◆ **PASSAGE PROVIDED**
Segment Open

In the Jewish tradition, it is always women who take bold action to insure the birth of the Messiah. Brava for proactive women. But there is something these biblical women have in common which is troubling, to say the least. Each of these women initiates a sexual union with a father or father figure in order to conceive an heir. Each of these unions results in procreation and the birth of a child who furthers the Messianic line. Let’s begin our exploration of the theme with Ruth.
Ruth is from the tribe of Moab, a tribe off-limits to the Jews specifically because its origins lie in an act of father/daughter incest. Ruth’s ancestress, Lot’s daughters, get their father drunk and lie with him, presumably out of their fear that all of humanity has been extinguished after the destruction of Sodom and Gomorrah,
Next comes the wily Tamar. We read in Genesis that one fine day the twice-widowed Tamar disguises herself as a cult prostitute and seduces her unsuspecting father-law at the crossroads. She too perpetuates the messianic line with the birth of her son. Ruth’s tactics echo the story of Lots’ daughters and the tale of Tamar: Once again we have a younger woman seducing an older father-like figure under irregular circumstances with conception urgently in mind. However disturbing, the theme of a daughter’s compulsion to return to the father or a father figure, their illicit union and a resultant birth is repeatedly associated with, of all things, the birth of the messiah. What’s more, with the exception of Lot’s daughters, the women’s taboo-defying acts are far from censured. On the contrary, because of the underlying messianic motivation, the acts are highly praised.
It’s important to realize that our three Biblical heroines are not passive women victimized by fatherly lust. The biblical women are in no way coerced by a father; rather they act with pro-active autonomy. Even in the case of Ruth who is instructed by Naomi, it is the women who direct the action. Far from bowing to some external authority embodied in the father, these women fully appropriate his prerogatives. Each of these women acts according to an inner prompting in defiance of an awesome taboo. I dare to consider a startling conclusion: The initiative of bold women who trespass boundaries turns out to be a necessary ingredient of redemption.
When I linger a bit longer on this (to me, still very ) unsavory thematic of daughters returning to their fathers, I can intuit an even deeper layer of meaning. The place where father and daughter meet is the scene of both a highly-charged bond and a deep wound, a sacred place where either the divine or the demonic may prevail. Here, as is true of all that is at once holy and taboo, the destructive may overshadow the procreative or the creative may liberate the potentially demonic. The Zohar says we must redeem the holy sparks that are entrapped in an outer shell of evil. (This is one way of understanding why the redemption is embodied in Ruth who bears within her the tarnish of incest and the messianic seed; through her the ultimate good is freed from its outer shell of transgression.) Whenever we allow ourselves to venture into such attractive and repellent territory we are taking a terrible risk: We may well be annihilated. But if we are not annihilated, we come away with a particular brand of strength. Born of the full knowledge of our vulnerability, this strength has the power to fulfill and sustain.
Could it be that our tradition hints that it is this sort of woman strength that is the necessary ingredient of redemption?

Segment Closed

◆ **YOUR GOAL**
Reproduce word for word the part of the passage on biblical women and the Messianic line above, from "It’s important to" up to and including "ingredient of redemption.".

◆ **MATERIAL SUPPLIED**
Segment Open

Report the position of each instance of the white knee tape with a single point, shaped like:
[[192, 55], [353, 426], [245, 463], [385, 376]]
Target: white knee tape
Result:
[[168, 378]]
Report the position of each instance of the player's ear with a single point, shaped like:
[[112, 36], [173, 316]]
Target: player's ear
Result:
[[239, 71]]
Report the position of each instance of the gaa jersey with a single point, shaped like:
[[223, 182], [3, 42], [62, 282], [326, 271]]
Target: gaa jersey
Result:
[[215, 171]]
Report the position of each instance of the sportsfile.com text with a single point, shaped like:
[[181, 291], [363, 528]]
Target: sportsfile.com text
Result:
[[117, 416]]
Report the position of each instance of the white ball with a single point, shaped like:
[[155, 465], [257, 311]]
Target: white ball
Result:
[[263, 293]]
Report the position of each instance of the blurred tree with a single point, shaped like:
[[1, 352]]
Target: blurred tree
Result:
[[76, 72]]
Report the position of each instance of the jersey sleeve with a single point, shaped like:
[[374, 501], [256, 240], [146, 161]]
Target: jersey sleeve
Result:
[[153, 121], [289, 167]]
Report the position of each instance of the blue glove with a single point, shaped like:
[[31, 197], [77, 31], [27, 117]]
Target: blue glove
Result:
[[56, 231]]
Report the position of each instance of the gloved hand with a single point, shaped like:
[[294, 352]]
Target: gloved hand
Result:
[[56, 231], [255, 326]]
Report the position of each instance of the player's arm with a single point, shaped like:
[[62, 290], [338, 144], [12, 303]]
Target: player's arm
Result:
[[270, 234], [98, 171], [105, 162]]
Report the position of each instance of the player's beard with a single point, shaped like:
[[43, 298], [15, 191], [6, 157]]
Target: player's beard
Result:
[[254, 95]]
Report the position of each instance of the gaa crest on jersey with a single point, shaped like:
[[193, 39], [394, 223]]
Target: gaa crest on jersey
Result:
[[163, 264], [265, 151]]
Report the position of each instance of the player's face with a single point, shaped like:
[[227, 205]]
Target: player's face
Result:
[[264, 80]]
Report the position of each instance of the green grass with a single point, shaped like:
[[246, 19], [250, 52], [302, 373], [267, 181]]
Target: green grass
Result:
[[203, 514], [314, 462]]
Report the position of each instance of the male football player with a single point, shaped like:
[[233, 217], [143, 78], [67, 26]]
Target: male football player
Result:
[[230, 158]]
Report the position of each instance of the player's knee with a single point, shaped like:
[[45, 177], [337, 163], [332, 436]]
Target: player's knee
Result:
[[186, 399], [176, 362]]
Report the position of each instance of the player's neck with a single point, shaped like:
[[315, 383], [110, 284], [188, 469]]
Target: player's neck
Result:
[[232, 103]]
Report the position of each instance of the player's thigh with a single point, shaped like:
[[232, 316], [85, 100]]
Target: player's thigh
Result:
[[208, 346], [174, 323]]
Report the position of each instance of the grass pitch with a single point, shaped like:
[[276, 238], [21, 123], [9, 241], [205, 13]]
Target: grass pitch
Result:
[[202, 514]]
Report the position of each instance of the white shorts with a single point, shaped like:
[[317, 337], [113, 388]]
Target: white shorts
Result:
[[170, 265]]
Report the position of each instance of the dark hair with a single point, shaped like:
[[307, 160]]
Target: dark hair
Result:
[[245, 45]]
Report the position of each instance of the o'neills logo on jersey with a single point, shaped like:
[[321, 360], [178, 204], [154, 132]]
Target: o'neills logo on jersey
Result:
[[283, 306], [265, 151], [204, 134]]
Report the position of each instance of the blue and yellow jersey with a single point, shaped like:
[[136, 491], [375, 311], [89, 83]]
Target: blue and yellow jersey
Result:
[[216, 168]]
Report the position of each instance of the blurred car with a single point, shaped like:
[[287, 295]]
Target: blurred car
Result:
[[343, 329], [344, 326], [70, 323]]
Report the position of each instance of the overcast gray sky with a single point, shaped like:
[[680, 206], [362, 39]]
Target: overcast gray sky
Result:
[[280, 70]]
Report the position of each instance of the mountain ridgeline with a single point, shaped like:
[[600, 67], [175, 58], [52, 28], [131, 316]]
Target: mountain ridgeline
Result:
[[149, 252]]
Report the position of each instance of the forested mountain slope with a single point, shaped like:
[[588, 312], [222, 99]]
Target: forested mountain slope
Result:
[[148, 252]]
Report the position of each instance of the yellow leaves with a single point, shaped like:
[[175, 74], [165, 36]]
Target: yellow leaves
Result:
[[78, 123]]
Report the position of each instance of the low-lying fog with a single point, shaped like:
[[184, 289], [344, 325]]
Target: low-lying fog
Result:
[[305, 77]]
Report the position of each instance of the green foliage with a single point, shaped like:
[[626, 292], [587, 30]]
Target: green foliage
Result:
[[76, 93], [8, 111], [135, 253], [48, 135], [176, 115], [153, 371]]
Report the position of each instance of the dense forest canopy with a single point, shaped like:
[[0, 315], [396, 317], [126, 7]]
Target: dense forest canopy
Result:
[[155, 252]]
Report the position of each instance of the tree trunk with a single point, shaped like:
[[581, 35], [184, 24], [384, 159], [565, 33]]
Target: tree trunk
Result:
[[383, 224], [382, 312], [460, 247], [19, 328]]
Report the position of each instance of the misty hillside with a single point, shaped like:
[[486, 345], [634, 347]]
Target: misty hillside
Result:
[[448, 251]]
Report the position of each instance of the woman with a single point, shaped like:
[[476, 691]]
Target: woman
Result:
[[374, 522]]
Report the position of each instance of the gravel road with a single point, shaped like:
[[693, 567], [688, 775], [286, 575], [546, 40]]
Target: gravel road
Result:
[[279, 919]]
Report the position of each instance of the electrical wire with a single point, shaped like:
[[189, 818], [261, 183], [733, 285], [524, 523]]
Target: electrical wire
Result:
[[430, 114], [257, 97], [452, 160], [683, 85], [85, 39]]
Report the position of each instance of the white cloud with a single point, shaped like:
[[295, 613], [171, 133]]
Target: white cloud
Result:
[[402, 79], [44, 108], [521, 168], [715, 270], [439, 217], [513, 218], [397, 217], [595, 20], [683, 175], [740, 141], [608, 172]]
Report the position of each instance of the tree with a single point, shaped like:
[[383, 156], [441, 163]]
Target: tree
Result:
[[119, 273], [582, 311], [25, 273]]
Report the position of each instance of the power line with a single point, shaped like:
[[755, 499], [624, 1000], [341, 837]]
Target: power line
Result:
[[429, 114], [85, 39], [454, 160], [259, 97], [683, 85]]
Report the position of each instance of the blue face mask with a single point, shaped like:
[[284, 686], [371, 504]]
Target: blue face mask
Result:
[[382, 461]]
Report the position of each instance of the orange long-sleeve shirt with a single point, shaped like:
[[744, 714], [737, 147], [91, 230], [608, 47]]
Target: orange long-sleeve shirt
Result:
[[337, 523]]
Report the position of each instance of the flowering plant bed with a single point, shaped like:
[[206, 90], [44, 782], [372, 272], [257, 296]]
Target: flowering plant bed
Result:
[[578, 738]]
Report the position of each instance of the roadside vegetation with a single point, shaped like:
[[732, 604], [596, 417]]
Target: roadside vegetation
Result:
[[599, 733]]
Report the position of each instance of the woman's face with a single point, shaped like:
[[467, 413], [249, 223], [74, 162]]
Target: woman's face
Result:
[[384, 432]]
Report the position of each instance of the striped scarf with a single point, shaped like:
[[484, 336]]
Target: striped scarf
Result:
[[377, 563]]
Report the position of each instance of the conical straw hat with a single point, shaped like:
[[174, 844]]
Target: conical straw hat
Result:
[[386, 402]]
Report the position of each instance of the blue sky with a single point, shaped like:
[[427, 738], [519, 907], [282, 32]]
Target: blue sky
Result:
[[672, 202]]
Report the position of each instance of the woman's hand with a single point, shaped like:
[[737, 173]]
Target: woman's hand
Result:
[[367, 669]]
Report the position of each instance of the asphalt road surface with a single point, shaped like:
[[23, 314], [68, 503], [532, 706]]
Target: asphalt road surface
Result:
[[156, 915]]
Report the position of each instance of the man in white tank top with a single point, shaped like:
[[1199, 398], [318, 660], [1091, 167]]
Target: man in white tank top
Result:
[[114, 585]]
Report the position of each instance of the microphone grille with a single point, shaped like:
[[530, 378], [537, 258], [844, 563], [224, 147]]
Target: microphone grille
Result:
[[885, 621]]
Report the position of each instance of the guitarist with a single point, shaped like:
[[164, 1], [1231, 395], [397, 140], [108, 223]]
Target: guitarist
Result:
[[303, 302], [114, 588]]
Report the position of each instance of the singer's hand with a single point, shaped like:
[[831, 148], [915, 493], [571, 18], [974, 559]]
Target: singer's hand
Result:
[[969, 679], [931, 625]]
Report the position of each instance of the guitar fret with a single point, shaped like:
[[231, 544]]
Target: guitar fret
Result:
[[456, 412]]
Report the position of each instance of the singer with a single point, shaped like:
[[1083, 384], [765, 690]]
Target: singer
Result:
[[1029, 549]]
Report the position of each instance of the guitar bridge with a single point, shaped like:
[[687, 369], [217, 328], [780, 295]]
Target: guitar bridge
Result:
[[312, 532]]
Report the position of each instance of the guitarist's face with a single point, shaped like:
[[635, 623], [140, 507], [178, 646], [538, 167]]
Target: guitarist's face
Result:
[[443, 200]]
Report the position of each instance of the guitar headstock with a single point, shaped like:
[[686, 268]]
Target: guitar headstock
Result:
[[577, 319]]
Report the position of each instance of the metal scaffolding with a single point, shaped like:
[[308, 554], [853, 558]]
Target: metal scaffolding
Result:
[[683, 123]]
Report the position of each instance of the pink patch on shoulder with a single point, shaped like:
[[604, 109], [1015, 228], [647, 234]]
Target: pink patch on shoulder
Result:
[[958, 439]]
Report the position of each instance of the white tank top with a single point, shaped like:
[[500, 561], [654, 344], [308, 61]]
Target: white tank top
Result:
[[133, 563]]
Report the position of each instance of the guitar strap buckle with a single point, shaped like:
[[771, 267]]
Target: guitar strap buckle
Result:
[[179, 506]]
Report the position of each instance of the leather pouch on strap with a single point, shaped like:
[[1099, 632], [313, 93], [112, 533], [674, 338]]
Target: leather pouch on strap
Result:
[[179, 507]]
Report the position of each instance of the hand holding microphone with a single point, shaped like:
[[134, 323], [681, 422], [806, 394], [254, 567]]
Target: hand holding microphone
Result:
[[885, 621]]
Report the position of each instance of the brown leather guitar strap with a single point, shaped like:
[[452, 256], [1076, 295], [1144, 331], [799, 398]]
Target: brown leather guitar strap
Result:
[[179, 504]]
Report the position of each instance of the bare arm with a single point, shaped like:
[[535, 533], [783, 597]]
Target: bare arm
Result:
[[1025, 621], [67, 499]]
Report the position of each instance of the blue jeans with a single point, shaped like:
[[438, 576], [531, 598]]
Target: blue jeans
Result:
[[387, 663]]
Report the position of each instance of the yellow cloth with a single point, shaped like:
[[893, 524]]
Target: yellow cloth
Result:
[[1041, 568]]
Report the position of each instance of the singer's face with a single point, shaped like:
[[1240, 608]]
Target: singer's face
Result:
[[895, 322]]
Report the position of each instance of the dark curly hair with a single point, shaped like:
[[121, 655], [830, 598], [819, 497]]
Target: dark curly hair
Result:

Segment Closed

◆ **FINISHED TASK**
It’s important to realize that our three Biblical heroines are not passive women victimized by fatherly lust. The biblical women are in no way coerced by a father; rather they act with pro-active autonomy. Even in the case of Ruth who is instructed by Naomi, it is the women who direct the action. Far from bowing to some external authority embodied in the father, these women fully appropriate his prerogatives. Each of these women acts according to an inner prompting in defiance of an awesome taboo. I dare to consider a startling conclusion: The initiative of bold women who trespass boundaries turns out to be a necessary ingredient of redemption.